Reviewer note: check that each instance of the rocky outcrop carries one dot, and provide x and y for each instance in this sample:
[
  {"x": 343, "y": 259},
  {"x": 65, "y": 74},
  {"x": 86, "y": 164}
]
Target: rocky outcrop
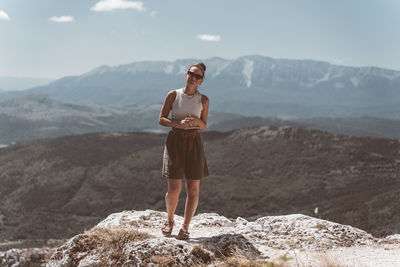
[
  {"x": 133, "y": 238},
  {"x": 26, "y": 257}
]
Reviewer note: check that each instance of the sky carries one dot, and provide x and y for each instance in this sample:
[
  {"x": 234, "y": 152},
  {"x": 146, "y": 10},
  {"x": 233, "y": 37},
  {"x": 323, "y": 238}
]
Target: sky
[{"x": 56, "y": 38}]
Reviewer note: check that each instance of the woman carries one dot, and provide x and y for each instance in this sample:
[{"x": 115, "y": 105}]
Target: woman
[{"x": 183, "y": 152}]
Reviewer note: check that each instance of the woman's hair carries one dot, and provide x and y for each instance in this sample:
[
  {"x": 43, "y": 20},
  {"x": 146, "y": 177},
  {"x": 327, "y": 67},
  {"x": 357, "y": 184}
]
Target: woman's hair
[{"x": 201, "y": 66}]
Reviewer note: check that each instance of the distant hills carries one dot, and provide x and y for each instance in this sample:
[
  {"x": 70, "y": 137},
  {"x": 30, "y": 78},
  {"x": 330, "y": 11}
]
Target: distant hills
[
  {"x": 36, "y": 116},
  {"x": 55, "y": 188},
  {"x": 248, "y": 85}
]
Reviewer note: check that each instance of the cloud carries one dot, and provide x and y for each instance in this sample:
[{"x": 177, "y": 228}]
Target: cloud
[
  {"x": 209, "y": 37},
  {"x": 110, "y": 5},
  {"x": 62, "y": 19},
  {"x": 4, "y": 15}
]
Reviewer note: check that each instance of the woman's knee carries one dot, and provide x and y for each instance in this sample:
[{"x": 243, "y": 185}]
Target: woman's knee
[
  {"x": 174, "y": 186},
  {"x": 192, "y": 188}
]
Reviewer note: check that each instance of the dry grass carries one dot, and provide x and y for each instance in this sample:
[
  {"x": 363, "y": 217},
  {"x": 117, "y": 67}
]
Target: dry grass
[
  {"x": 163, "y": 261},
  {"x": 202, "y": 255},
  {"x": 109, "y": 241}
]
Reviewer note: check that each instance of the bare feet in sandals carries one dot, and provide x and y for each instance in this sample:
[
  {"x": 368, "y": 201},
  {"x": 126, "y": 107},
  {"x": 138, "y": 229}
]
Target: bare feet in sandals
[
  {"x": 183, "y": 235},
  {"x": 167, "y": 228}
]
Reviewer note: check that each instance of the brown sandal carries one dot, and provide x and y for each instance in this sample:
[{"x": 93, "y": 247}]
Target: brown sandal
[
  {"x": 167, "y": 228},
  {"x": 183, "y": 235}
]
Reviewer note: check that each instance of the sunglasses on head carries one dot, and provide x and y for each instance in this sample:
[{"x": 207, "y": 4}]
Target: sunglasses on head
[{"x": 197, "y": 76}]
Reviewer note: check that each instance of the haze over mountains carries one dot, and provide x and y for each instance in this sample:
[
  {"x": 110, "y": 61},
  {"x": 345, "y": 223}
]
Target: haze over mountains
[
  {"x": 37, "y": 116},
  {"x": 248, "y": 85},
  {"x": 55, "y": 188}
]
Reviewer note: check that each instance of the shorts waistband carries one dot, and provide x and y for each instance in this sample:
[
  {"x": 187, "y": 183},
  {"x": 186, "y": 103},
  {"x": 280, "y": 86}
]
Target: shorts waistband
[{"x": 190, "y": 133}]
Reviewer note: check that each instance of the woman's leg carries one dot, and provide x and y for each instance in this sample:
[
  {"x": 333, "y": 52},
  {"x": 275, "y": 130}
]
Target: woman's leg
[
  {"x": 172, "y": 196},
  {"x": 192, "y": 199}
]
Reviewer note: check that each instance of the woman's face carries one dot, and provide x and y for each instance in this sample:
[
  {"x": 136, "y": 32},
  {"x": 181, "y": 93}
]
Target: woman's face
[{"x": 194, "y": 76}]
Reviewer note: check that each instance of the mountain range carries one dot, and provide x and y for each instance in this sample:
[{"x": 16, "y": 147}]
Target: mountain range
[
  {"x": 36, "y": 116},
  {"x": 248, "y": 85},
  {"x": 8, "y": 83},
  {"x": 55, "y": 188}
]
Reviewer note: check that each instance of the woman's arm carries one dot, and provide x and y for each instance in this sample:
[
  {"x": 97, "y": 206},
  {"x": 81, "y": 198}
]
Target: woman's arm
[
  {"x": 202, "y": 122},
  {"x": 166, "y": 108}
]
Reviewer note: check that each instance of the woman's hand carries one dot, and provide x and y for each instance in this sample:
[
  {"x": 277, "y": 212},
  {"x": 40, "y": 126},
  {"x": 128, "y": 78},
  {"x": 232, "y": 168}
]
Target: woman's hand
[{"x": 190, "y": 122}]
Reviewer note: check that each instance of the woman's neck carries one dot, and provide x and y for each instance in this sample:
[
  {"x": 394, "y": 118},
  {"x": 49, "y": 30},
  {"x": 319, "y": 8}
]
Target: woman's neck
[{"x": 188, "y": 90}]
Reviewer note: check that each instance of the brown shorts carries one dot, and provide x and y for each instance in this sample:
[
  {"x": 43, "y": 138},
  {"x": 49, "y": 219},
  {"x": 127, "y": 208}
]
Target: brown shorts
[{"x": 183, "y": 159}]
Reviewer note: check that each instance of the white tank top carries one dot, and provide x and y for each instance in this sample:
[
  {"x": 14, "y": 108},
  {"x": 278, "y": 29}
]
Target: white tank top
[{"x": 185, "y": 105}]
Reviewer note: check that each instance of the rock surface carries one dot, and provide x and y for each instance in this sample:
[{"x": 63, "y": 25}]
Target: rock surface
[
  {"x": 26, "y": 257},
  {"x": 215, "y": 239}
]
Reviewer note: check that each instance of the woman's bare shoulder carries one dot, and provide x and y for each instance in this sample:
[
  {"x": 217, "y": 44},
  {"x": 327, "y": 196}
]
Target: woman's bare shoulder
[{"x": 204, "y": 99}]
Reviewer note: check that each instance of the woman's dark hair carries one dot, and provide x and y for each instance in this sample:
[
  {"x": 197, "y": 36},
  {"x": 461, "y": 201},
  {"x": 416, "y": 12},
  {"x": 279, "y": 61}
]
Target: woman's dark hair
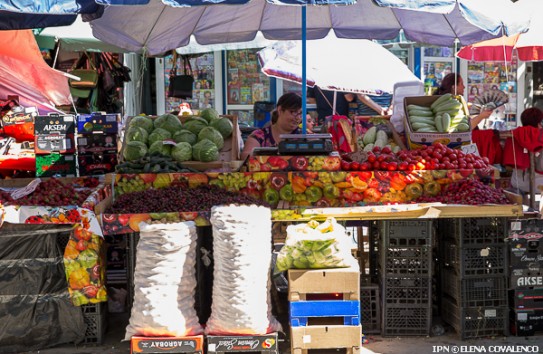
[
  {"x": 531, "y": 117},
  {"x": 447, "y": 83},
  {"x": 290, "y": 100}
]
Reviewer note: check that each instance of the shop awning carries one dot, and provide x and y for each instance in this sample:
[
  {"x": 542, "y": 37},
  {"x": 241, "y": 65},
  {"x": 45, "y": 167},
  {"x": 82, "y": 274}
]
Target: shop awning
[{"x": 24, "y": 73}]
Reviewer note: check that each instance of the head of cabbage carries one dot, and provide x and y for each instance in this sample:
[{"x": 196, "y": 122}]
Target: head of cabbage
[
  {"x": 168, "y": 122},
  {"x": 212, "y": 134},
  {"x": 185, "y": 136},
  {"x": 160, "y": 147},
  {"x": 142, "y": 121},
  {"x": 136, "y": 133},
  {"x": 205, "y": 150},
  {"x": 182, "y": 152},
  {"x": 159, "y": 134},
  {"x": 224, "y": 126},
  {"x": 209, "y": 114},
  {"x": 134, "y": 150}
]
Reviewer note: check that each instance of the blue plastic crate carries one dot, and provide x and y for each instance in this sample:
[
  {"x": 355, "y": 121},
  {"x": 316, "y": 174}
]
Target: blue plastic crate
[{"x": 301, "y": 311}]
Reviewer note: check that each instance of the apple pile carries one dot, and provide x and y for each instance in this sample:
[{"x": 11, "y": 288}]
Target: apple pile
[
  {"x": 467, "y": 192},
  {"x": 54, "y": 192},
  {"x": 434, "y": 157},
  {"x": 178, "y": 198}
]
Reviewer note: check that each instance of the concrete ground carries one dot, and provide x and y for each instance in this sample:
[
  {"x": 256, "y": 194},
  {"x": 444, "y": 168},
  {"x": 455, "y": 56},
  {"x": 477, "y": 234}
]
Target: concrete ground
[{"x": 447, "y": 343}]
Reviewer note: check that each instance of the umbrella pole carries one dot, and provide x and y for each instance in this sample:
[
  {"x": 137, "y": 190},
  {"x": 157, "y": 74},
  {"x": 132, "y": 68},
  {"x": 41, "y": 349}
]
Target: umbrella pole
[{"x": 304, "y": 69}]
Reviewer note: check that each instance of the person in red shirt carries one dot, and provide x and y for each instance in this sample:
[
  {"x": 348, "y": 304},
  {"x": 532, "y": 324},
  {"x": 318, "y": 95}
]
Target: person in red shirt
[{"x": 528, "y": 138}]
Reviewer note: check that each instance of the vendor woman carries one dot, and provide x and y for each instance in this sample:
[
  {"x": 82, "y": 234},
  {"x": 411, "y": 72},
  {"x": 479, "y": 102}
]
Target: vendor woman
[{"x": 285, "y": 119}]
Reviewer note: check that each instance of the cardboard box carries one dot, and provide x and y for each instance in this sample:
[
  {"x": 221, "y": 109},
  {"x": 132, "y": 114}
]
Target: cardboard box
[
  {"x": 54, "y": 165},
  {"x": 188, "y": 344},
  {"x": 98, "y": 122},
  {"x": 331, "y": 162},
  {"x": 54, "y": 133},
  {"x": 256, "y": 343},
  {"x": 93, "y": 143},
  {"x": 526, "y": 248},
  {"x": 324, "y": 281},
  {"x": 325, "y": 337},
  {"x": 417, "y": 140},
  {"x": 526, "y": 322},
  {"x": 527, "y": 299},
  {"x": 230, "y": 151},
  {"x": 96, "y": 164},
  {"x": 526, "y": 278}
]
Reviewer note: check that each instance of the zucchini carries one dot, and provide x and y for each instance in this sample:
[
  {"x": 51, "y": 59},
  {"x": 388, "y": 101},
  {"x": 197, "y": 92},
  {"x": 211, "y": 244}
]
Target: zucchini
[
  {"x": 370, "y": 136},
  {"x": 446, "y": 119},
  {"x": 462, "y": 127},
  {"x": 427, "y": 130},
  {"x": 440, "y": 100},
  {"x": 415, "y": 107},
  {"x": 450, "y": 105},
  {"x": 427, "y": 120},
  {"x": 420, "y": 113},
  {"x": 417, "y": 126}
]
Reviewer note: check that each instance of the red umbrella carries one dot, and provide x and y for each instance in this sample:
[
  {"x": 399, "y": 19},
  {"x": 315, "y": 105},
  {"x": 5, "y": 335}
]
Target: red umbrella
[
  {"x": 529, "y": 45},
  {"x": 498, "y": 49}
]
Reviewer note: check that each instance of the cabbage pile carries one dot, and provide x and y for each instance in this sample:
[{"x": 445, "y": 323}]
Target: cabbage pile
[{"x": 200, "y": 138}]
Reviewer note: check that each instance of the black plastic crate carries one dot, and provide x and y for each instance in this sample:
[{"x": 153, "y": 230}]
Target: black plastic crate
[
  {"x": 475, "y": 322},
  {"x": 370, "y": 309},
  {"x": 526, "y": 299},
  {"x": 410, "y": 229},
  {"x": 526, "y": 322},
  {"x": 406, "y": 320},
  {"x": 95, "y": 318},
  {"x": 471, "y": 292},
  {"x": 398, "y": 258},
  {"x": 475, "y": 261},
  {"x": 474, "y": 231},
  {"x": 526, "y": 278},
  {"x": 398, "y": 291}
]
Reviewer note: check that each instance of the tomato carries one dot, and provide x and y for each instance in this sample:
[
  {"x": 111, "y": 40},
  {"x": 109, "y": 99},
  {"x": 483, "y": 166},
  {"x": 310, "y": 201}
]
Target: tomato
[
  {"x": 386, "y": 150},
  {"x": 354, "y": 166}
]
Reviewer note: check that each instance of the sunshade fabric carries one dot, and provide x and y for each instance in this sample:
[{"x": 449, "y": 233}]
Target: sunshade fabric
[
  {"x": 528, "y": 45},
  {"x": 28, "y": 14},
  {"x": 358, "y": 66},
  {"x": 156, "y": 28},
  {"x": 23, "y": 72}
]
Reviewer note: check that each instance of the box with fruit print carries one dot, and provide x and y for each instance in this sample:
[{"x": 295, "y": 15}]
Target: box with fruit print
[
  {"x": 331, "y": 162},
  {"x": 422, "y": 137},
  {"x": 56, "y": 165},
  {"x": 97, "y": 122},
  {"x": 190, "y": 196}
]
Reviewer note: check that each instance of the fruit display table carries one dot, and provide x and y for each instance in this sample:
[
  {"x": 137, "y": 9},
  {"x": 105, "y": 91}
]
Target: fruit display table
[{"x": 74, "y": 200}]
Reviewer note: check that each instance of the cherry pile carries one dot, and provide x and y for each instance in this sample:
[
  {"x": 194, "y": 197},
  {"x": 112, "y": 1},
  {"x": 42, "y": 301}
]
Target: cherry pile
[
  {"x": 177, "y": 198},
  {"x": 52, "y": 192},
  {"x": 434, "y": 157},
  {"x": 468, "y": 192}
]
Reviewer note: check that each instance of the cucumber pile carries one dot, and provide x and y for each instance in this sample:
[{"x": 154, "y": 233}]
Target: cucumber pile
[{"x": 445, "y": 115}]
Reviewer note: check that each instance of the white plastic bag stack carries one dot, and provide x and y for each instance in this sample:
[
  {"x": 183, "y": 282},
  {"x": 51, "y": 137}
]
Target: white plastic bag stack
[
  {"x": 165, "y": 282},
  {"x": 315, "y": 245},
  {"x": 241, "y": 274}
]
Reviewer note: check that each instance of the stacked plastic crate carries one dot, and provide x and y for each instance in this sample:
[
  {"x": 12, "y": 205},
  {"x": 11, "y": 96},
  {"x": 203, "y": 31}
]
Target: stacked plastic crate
◇ ◇ ◇ ◇
### Work to do:
Only the lines from the one containing "Reviewer note: check that each instance of the tomato" to the end of the records should be repeated, exactly as they appear.

### Correct result:
Reviewer note: check that each instance of the tomato carries one dot, and provide x and y for each instance in this sample:
[
  {"x": 111, "y": 40},
  {"x": 109, "y": 99},
  {"x": 483, "y": 166},
  {"x": 310, "y": 201}
]
Target: tomato
[
  {"x": 386, "y": 150},
  {"x": 354, "y": 166}
]
Reviewer note: check that each instance of the sunshade fabric carries one dot, and provide x and y for each instance in this sample:
[{"x": 449, "y": 233}]
Target: sunshade fabric
[
  {"x": 528, "y": 45},
  {"x": 28, "y": 14},
  {"x": 358, "y": 66},
  {"x": 156, "y": 28},
  {"x": 23, "y": 72}
]
Reviewer note: check that each instance of the box with fruit print carries one dot, and provide x and y for each instance in this sample:
[{"x": 295, "y": 15}]
Target: box with fruit print
[
  {"x": 331, "y": 162},
  {"x": 422, "y": 137},
  {"x": 56, "y": 165},
  {"x": 97, "y": 122},
  {"x": 190, "y": 196}
]
Reviewer note: check that each instance of the fruit display table carries one dot, and provide x and y for each instance in this sample:
[
  {"x": 137, "y": 9},
  {"x": 105, "y": 91}
]
Target: fruit display table
[{"x": 74, "y": 200}]
Reviewer note: check that each instance of the cherry pile carries one dot, and provide x and y for each instance in this sample:
[
  {"x": 194, "y": 197},
  {"x": 112, "y": 1},
  {"x": 42, "y": 301}
]
Target: cherry pile
[
  {"x": 177, "y": 198},
  {"x": 52, "y": 192},
  {"x": 434, "y": 157},
  {"x": 468, "y": 192}
]
Reviewer note: check that each instance of the cucumber pile carries one dot, and provide x and y for each instance in this sample:
[{"x": 154, "y": 233}]
Target: cucumber pile
[{"x": 445, "y": 115}]
Reviewer note: check that each instance of the white plastic bag stack carries one dot, and provide x and y for each instance in this sample:
[
  {"x": 183, "y": 282},
  {"x": 51, "y": 137}
]
Target: white plastic bag stack
[
  {"x": 165, "y": 282},
  {"x": 315, "y": 245},
  {"x": 241, "y": 274}
]
Reviewer note: check that each instance of the stacked plastic crate carries one dot, and provide x and y for each instance in this sample:
[
  {"x": 12, "y": 205},
  {"x": 11, "y": 96},
  {"x": 203, "y": 31}
]
Target: stacked plastic crate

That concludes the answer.